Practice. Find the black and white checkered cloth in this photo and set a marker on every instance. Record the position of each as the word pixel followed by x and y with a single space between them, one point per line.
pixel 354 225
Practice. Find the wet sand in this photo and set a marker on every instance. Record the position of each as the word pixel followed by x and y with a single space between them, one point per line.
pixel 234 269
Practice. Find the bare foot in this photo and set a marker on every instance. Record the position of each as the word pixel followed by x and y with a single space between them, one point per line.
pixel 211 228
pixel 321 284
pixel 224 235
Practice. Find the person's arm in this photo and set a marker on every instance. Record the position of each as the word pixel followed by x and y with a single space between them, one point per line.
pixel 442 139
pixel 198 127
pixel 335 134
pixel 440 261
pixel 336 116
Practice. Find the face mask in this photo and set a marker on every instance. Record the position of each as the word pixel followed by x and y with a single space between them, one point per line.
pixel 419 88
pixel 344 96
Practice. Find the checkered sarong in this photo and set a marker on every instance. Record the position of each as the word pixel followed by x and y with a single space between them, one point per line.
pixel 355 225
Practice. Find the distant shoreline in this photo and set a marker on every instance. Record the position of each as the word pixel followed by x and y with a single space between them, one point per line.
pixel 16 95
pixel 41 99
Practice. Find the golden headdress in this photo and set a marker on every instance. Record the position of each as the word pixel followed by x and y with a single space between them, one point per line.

Written instruction: Retype every entry above, word for word.

Solution to this problem:
Practice. Find the black and white checkered cloth in this photo and set a marker on every instance. Record the position of each as the word pixel followed by x and y with a single space between them, one point per line.
pixel 354 225
Practice. Find the wet sand in this photo and set a marker on every instance. Record the position of each as the word pixel followed by x and y with a single space between them, one point per line.
pixel 234 269
Practice. Find the bare foot in this photo and set a marker on every instance. Record the position of each as the word pixel followed by x and y with a single space between them, one point per line.
pixel 211 228
pixel 321 284
pixel 224 235
Practice. Find the person's arm in this photo and set a marker on every instance. Record the position of each as the word pixel followed by x and y with a single space between them, one point per line.
pixel 442 139
pixel 198 127
pixel 335 134
pixel 440 261
pixel 336 116
Practice. Find the face mask in this photo and set a marker on every instance. Record the position of each as the word pixel followed by x and y with a single space between them, one point per line.
pixel 419 88
pixel 344 96
Practice. Find the checkered sarong in this photo and set a marker on every instance. Record the position of each as the word pixel followed by x and y with a single space between them, one point per line.
pixel 355 225
Practice. Find the distant shoreline in this photo and set a marker on every instance. Record the position of each as the word pixel followed by x and y with a single space between them, one point per line.
pixel 16 95
pixel 41 99
Practice. Find the golden headdress in this photo and set a marker on every instance. Record the position of each as the word pixel followed by x and y with a single space between them, one point per line.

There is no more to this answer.